- Material to process
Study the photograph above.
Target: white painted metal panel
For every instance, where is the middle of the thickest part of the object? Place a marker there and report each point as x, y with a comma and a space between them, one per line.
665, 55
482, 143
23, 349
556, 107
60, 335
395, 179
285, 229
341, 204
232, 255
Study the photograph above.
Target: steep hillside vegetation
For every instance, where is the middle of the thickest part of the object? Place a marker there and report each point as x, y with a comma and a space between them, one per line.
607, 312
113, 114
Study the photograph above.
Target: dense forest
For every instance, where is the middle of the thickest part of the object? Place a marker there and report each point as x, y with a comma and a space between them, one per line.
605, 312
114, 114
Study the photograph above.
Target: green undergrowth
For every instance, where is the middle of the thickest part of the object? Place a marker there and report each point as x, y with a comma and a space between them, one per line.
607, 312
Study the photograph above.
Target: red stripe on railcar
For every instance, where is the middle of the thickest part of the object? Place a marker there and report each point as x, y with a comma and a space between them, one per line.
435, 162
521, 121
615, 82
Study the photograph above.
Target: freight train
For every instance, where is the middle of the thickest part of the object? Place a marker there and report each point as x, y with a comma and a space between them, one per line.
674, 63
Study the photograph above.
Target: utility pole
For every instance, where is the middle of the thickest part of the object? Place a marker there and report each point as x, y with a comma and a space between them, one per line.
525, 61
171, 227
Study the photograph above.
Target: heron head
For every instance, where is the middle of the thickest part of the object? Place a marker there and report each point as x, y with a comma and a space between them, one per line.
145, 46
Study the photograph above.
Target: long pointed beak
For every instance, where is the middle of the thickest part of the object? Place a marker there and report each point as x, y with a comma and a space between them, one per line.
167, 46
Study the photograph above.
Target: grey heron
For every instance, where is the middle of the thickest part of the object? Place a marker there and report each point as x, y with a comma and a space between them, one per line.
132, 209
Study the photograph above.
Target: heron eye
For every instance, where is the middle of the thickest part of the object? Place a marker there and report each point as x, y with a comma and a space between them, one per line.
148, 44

- What the exercise asks
Copy every record exactly, with nothing added or dropped.

- Result
Study the photograph above.
Target: white painted metal panel
For every instance, where is the middle of the thickest part of the object? Place a marker there and report each point as x, y with a comma and a space between them, one per line.
665, 55
482, 143
23, 349
556, 107
60, 335
395, 179
285, 229
341, 204
232, 255
Study the photograph above.
Target: steep hillside vegetation
For every instance, where is the middle of the thickest part of the object? Place a marker there and report each point as x, y with a comma and a space between them, one per line.
607, 312
113, 114
Study the photograph above.
Target: dense forest
For every instance, where is the middle of the thickest part of the object? Place a marker there and report each point as x, y with a comma and a space between them, one per line.
605, 312
114, 114
Study the photograph above.
Target: green undergrowth
For every instance, where is the middle of the thickest part of the object? Place a marker there and report each point as x, y with a comma and a space between them, one per line.
607, 312
Study the photograph above.
Target: red stripe on railcar
For every instance, where is the middle of the thickest part of the object? Place a marker there and report each point as x, y with a comma and a space between them, one per line.
435, 162
521, 121
615, 82
Study the photograph above.
Target: freight train
For every instance, where is the middle of the thickest part of the object? Place a marker there and report each point as x, y with a comma and a space between them, one per line.
674, 63
Study the photograph above.
Target: utility pole
For every instance, where is the middle of the thickest part of the object? Place a marker there and report each point as x, y with a comma and a space between them, one per line.
525, 61
171, 227
Study the photograph above.
Target: heron head
For every instance, where is the middle of the thickest part of the object? Place a marker there and report each point as x, y with a comma and a space between them, one per line.
145, 46
Study the photograph above.
Target: long pointed beak
For every instance, where is the middle of the thickest part of the object? Place a marker there and report each point as x, y with a comma and a space between them, one per line.
167, 46
Study the photograph above.
Target: grey heron
For every instance, where is the middle of the thickest part of the object? Place a marker there and report each point as x, y with a comma and a space between them, one per line.
132, 209
Study the photograph above.
Target: heron eye
For every instance, where is the middle of the thickest part of the object? Place a marker there and report each point as x, y with a comma and a space between them, one per line.
148, 44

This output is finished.